### What the task requires:
Look through the data below for the line with "owl tail -> box" and the line with "frost covered branch -> box", then output those two and all lines in between, exactly as written.

### Free-text object descriptions:
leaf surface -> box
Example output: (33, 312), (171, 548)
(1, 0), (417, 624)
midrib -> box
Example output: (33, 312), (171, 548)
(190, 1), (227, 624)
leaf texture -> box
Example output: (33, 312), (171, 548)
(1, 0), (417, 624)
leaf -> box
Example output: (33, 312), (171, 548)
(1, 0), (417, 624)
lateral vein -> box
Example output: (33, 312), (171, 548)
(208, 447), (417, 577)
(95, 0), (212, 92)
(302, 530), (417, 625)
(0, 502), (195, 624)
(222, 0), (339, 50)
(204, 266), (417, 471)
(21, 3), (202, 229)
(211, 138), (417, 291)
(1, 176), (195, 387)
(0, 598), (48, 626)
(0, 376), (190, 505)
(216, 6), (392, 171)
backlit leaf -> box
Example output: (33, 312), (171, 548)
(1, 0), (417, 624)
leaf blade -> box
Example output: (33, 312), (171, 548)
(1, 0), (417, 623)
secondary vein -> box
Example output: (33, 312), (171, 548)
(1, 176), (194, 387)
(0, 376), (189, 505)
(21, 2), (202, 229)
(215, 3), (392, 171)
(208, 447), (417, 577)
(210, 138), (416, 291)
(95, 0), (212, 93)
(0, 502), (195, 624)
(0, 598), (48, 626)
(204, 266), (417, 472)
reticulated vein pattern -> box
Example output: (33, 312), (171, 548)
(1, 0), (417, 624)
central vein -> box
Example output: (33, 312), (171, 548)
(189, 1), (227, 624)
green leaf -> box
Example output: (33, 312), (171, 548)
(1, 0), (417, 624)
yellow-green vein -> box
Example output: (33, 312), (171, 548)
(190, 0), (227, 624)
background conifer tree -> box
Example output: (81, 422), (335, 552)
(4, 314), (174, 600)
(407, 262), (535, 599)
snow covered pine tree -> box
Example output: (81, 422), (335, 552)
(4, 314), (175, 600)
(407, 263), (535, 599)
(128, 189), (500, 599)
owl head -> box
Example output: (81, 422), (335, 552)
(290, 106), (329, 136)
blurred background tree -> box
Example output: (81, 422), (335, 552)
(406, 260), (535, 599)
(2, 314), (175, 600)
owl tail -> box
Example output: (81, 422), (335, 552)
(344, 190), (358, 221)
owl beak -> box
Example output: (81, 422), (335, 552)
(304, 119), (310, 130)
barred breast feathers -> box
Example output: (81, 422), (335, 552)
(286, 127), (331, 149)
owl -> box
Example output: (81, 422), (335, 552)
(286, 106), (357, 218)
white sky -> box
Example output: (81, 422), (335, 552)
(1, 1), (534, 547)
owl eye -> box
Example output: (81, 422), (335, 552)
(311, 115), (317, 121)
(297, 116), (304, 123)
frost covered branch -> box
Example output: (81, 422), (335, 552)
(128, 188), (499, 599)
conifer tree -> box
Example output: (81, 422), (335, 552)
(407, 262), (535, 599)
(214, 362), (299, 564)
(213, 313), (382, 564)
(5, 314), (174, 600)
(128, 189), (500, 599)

### Answer box:
owl tail -> box
Example output: (81, 422), (335, 552)
(344, 190), (358, 221)
owl beak -> box
Example output: (81, 422), (335, 552)
(304, 119), (310, 130)
barred breast feathers -> box
Example output: (81, 422), (335, 552)
(286, 127), (331, 149)
owl -> box
Example output: (81, 422), (335, 552)
(286, 106), (357, 218)
white sky -> box
Example output: (81, 422), (335, 552)
(1, 1), (534, 547)
owl eye -> box
Example output: (81, 422), (335, 552)
(311, 115), (317, 121)
(297, 116), (304, 123)
frost covered branch -> box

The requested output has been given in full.